Given task »
Find each line in the records below that contains the word "utility", matching case exactly, and copy those lines out.

--- Begin ---

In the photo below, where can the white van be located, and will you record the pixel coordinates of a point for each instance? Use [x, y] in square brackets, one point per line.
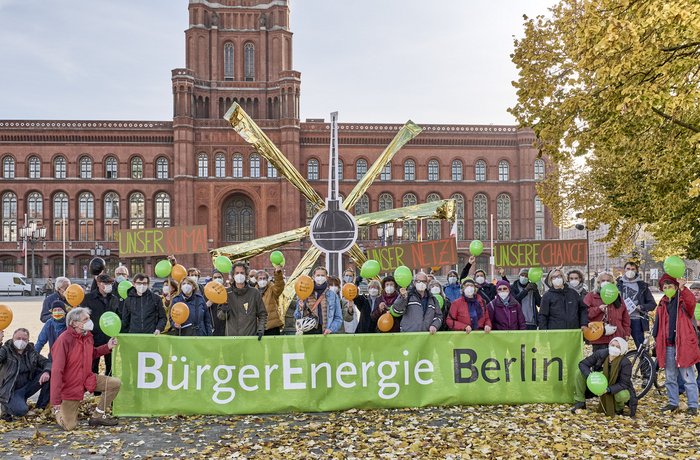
[12, 283]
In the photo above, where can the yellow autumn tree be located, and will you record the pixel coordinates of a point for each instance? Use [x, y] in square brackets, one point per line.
[612, 90]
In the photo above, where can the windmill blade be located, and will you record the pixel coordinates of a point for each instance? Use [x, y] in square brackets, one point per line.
[405, 134]
[252, 134]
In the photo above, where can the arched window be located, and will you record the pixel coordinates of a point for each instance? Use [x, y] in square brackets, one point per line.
[111, 219]
[9, 217]
[362, 207]
[220, 165]
[34, 167]
[254, 165]
[238, 165]
[60, 213]
[480, 216]
[312, 169]
[111, 165]
[459, 205]
[228, 61]
[539, 169]
[410, 232]
[59, 168]
[137, 211]
[503, 216]
[433, 170]
[202, 165]
[8, 167]
[85, 167]
[480, 171]
[162, 210]
[86, 216]
[503, 171]
[249, 61]
[360, 168]
[409, 170]
[457, 169]
[162, 168]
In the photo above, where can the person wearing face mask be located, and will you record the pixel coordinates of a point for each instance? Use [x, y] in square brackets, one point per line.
[616, 367]
[52, 329]
[59, 293]
[322, 305]
[245, 312]
[614, 316]
[562, 307]
[143, 309]
[469, 312]
[638, 300]
[418, 308]
[71, 375]
[23, 372]
[270, 294]
[100, 301]
[505, 311]
[677, 342]
[199, 322]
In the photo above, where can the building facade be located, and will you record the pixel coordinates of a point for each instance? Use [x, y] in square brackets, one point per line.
[84, 180]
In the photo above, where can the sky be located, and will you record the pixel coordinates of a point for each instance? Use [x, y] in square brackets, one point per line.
[439, 61]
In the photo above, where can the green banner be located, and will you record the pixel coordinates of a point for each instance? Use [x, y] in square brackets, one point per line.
[168, 375]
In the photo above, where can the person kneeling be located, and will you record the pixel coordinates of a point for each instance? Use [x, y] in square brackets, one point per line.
[613, 363]
[71, 372]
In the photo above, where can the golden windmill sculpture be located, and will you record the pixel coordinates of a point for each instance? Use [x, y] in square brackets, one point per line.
[244, 125]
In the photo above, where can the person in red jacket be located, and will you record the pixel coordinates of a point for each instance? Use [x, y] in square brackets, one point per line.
[614, 316]
[676, 342]
[71, 372]
[469, 311]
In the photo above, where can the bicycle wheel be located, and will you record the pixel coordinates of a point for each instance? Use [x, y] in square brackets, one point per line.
[643, 372]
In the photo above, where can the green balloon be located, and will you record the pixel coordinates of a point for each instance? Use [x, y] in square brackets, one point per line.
[163, 269]
[370, 269]
[223, 264]
[403, 276]
[534, 274]
[609, 293]
[674, 266]
[476, 247]
[277, 258]
[123, 288]
[597, 383]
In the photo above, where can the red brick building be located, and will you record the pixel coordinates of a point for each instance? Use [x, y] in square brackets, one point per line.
[99, 176]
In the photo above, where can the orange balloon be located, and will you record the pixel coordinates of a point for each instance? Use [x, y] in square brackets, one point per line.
[594, 331]
[178, 273]
[215, 292]
[5, 317]
[385, 322]
[349, 291]
[304, 286]
[75, 295]
[180, 312]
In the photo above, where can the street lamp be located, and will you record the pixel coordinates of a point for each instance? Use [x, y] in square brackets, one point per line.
[31, 234]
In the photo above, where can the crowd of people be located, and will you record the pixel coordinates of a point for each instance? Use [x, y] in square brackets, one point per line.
[466, 302]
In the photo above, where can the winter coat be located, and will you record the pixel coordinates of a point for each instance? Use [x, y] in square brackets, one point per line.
[616, 316]
[143, 314]
[458, 317]
[506, 316]
[199, 318]
[562, 309]
[414, 319]
[244, 312]
[687, 351]
[71, 371]
[9, 367]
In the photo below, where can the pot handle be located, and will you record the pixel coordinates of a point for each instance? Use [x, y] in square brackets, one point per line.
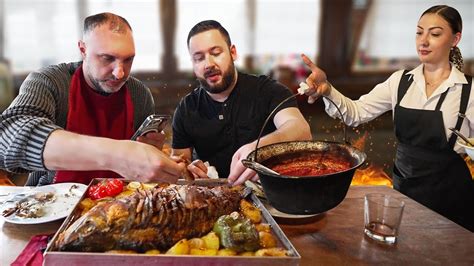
[257, 167]
[344, 126]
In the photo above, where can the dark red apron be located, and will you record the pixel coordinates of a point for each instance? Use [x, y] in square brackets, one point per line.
[427, 169]
[93, 114]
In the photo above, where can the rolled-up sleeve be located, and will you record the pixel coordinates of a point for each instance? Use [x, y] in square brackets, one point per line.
[26, 125]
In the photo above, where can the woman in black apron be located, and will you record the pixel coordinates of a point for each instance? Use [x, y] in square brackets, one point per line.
[427, 167]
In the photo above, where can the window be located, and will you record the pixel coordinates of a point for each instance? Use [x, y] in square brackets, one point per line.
[36, 35]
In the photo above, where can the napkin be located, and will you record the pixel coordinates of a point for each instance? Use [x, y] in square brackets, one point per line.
[32, 254]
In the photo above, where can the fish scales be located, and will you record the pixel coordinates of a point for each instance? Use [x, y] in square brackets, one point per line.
[154, 219]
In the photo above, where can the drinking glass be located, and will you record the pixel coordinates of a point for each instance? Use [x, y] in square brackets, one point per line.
[382, 217]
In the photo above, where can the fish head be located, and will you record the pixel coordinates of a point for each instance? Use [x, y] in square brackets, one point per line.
[94, 230]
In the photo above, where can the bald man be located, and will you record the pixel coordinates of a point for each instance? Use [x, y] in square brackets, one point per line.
[72, 122]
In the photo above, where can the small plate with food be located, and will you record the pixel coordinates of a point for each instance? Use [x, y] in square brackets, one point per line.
[42, 204]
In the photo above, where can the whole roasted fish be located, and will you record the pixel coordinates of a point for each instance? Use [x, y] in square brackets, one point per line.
[150, 219]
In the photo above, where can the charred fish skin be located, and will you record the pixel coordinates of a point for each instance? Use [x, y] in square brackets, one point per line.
[150, 219]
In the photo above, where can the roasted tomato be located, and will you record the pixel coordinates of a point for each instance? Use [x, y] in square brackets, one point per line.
[106, 188]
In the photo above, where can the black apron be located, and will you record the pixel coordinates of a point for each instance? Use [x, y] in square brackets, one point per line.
[427, 169]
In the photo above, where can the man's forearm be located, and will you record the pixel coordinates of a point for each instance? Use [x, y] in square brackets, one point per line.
[70, 151]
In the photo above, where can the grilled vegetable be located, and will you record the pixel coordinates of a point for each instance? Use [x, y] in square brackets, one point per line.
[237, 233]
[106, 188]
[250, 211]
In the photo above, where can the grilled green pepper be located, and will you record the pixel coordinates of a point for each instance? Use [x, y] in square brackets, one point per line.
[237, 233]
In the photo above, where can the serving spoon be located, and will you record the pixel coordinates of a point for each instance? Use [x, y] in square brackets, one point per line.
[455, 131]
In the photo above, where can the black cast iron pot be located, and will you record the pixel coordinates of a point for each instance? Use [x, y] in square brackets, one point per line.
[304, 194]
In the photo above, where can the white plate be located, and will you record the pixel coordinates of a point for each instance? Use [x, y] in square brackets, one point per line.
[66, 200]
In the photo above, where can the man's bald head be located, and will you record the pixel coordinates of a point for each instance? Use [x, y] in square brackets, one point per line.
[116, 23]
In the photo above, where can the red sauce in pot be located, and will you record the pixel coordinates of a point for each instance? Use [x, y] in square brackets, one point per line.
[308, 164]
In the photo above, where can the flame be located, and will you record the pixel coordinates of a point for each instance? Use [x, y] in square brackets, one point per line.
[370, 175]
[470, 165]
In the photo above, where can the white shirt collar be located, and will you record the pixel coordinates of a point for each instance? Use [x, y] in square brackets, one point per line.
[455, 77]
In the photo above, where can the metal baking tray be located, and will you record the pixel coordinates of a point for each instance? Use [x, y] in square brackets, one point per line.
[54, 257]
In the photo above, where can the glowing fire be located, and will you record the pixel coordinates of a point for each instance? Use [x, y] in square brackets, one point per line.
[371, 174]
[470, 165]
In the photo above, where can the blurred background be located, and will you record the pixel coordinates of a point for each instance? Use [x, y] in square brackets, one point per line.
[359, 43]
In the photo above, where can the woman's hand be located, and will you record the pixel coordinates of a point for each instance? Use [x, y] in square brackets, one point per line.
[317, 81]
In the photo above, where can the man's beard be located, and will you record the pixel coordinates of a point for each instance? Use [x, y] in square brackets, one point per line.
[227, 80]
[102, 89]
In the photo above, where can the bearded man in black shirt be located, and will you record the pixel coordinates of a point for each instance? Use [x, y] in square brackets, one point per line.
[219, 121]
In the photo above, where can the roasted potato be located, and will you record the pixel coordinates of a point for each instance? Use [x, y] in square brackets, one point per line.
[153, 252]
[267, 240]
[226, 252]
[211, 240]
[134, 185]
[196, 243]
[180, 248]
[203, 252]
[271, 252]
[247, 254]
[119, 251]
[124, 194]
[250, 211]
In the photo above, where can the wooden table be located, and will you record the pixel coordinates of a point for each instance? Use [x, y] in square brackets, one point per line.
[335, 237]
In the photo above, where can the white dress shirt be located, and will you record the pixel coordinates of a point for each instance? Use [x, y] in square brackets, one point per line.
[384, 98]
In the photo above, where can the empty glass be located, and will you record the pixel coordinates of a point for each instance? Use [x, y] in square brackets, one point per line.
[382, 217]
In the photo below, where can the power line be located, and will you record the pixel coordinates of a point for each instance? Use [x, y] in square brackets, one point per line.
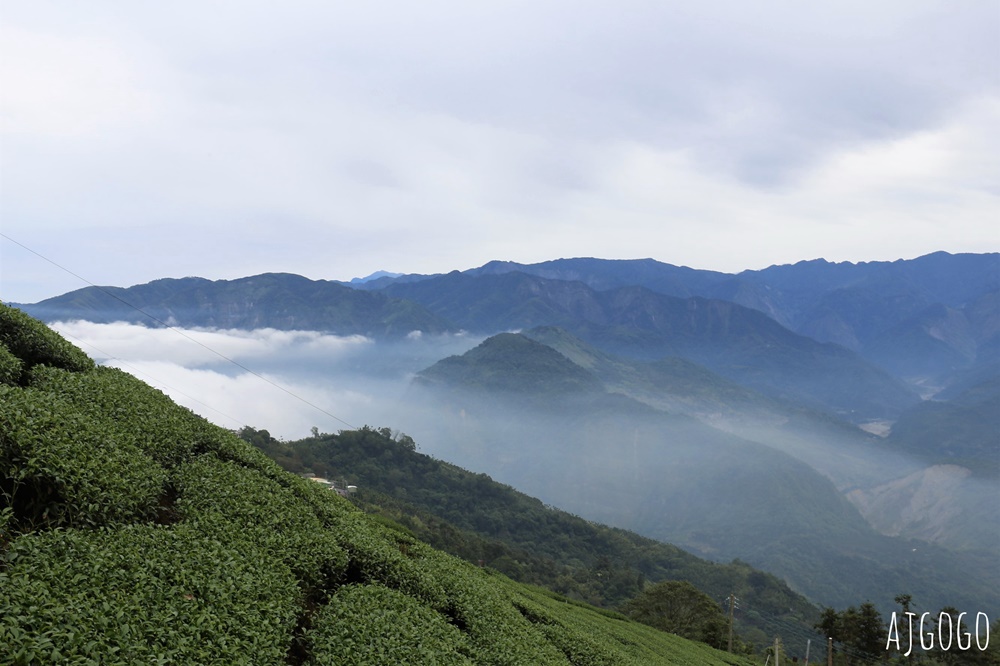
[182, 334]
[155, 379]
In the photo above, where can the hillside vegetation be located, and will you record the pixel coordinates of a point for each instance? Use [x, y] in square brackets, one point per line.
[480, 520]
[132, 531]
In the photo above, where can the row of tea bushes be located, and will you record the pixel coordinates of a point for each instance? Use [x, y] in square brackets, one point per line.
[132, 531]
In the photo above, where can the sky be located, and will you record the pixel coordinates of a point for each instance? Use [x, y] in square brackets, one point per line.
[223, 139]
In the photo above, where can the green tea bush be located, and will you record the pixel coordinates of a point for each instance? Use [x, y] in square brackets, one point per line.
[134, 410]
[237, 504]
[372, 624]
[60, 468]
[10, 366]
[34, 343]
[143, 594]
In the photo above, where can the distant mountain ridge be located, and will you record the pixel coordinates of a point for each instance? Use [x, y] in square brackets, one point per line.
[607, 456]
[271, 300]
[737, 342]
[862, 306]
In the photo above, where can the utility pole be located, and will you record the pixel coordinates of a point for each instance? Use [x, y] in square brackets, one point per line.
[732, 602]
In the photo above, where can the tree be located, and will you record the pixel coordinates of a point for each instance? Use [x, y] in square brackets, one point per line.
[680, 608]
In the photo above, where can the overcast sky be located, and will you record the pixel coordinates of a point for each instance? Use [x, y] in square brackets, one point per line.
[223, 139]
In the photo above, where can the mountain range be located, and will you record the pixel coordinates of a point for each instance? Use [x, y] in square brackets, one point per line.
[811, 419]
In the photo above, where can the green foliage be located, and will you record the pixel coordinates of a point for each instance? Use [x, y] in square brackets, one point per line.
[60, 468]
[138, 413]
[133, 532]
[680, 608]
[10, 366]
[371, 624]
[34, 343]
[143, 594]
[482, 521]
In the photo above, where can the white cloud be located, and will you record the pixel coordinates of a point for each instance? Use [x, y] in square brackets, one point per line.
[331, 140]
[284, 381]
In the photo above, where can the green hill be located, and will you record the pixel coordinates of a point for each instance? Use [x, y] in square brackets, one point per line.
[132, 531]
[271, 300]
[480, 520]
[612, 459]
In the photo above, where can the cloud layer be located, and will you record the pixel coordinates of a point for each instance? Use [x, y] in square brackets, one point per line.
[283, 381]
[333, 140]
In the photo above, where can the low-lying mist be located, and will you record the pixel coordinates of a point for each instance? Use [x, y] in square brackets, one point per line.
[772, 491]
[270, 379]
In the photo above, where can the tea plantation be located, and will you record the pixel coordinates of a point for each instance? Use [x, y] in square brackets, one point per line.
[134, 532]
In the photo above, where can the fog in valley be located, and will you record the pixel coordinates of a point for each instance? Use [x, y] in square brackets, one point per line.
[795, 492]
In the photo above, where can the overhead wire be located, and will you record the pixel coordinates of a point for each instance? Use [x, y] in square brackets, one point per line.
[134, 369]
[183, 334]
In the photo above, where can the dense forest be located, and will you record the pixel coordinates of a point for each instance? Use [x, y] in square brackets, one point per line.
[133, 531]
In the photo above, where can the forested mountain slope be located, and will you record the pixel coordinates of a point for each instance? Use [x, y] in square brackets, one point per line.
[132, 531]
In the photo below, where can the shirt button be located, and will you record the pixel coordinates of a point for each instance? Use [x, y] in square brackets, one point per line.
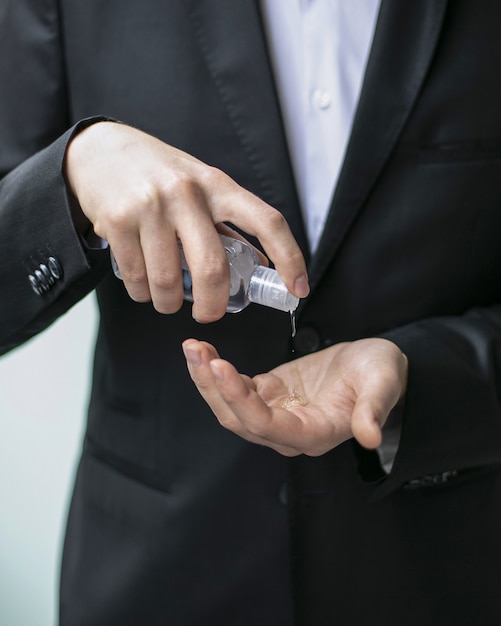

--- End ---

Output for this task »
In the photo above, where can the utility pole be located, and will you record the pixel coordinates of a point for each instance? Use [x, y] in square brackets, one point per line.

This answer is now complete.